— Request —
Rewrite the material below, changing every "place a point on" to "put a dot on" and keeping everything else the same. Leave the pictures out of your version.

[BEGIN]

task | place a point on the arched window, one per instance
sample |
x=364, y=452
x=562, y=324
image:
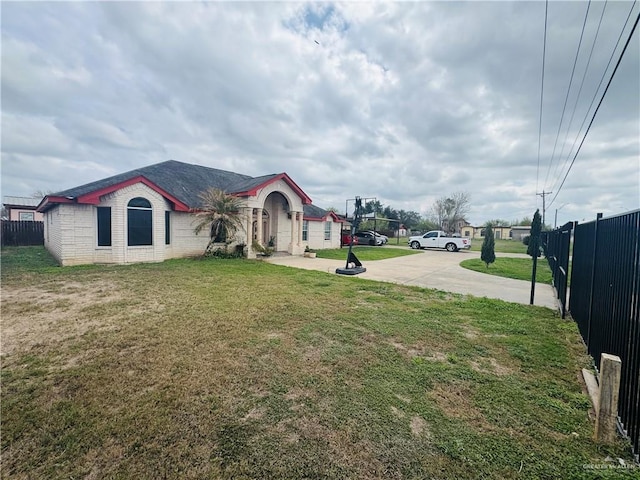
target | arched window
x=139, y=222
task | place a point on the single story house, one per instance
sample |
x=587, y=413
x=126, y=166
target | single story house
x=147, y=215
x=22, y=209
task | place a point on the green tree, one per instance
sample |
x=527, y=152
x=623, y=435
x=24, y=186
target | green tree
x=220, y=213
x=488, y=253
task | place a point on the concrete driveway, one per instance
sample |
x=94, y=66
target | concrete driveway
x=436, y=269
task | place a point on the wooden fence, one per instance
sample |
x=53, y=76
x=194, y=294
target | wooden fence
x=18, y=234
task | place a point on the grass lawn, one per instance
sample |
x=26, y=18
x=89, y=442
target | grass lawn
x=365, y=253
x=518, y=268
x=502, y=246
x=237, y=369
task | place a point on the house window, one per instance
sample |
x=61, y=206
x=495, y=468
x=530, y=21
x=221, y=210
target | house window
x=139, y=222
x=104, y=226
x=167, y=228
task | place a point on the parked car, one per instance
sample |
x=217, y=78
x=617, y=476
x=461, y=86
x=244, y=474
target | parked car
x=439, y=239
x=346, y=238
x=368, y=238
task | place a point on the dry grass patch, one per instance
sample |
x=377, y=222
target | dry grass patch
x=237, y=369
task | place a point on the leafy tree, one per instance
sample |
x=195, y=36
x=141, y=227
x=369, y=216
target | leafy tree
x=451, y=210
x=220, y=213
x=488, y=253
x=533, y=249
x=409, y=219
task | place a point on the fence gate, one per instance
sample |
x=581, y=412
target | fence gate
x=556, y=245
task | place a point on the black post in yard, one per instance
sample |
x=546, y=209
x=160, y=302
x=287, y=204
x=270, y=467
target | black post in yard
x=533, y=278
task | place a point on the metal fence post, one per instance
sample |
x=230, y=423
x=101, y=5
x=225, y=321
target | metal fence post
x=593, y=274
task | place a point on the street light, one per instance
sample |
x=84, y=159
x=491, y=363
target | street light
x=555, y=222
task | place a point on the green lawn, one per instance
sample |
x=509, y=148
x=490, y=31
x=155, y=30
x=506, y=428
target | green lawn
x=518, y=268
x=237, y=369
x=365, y=253
x=502, y=246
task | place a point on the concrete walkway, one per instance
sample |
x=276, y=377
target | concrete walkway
x=436, y=269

[END]

— Complete answer —
task | put a dot on the arched window, one per instance
sample |
x=364, y=452
x=562, y=324
image:
target | arched window
x=139, y=222
task | put a dot on the single story house, one per instance
sample |
x=587, y=413
x=126, y=166
target | single story house
x=147, y=215
x=22, y=209
task | put a dot on the green tree, one per instance
sample |
x=527, y=152
x=623, y=435
x=24, y=186
target | green tree
x=220, y=213
x=488, y=253
task | put a dot on the concrete driveway, one per instance
sample |
x=94, y=66
target | concrete driveway
x=436, y=269
task | put a dot on the wooden fence, one per instance
sample |
x=53, y=76
x=194, y=294
target | wooden fence
x=18, y=234
task | put a dot on the grass lawn, one per instance
sample |
x=26, y=18
x=89, y=442
target | grass lawn
x=365, y=253
x=518, y=268
x=502, y=246
x=237, y=369
task | put a dot on the house window, one per instance
sample |
x=61, y=206
x=495, y=468
x=530, y=21
x=221, y=210
target | house window
x=139, y=222
x=104, y=226
x=167, y=228
task | put a dot on the parked car, one per instance
sample |
x=217, y=78
x=617, y=476
x=461, y=86
x=244, y=474
target | parked car
x=439, y=239
x=346, y=238
x=368, y=238
task | put a dot on the dry grass patch, one per instance
sample |
x=377, y=222
target | dry grass patch
x=237, y=369
task | put a dot on the leafy tree, one per instance
sample |
x=195, y=36
x=141, y=227
x=369, y=216
target | leafy tree
x=451, y=210
x=220, y=213
x=488, y=253
x=533, y=249
x=409, y=219
task | put a dot on the fence gate, one per instance
sample |
x=581, y=412
target | fence gate
x=556, y=245
task | put a dot on the black post in yard, one per instance
sample |
x=546, y=209
x=160, y=302
x=287, y=204
x=270, y=467
target | black post in yard
x=533, y=278
task | put a dot on the metal fence post, one per instance
sample |
x=230, y=423
x=101, y=5
x=225, y=321
target | metal fence post
x=593, y=274
task | put a dot on the street light, one per instance
sample |
x=84, y=159
x=491, y=363
target | street light
x=555, y=222
task | put a dot on the green lawn, one per instance
sample |
x=509, y=148
x=490, y=31
x=155, y=30
x=506, y=428
target | green lawn
x=518, y=268
x=237, y=369
x=365, y=253
x=502, y=246
task | put a dot on the concrete walkway, one per instance
sample |
x=276, y=377
target | concrete walkway
x=436, y=269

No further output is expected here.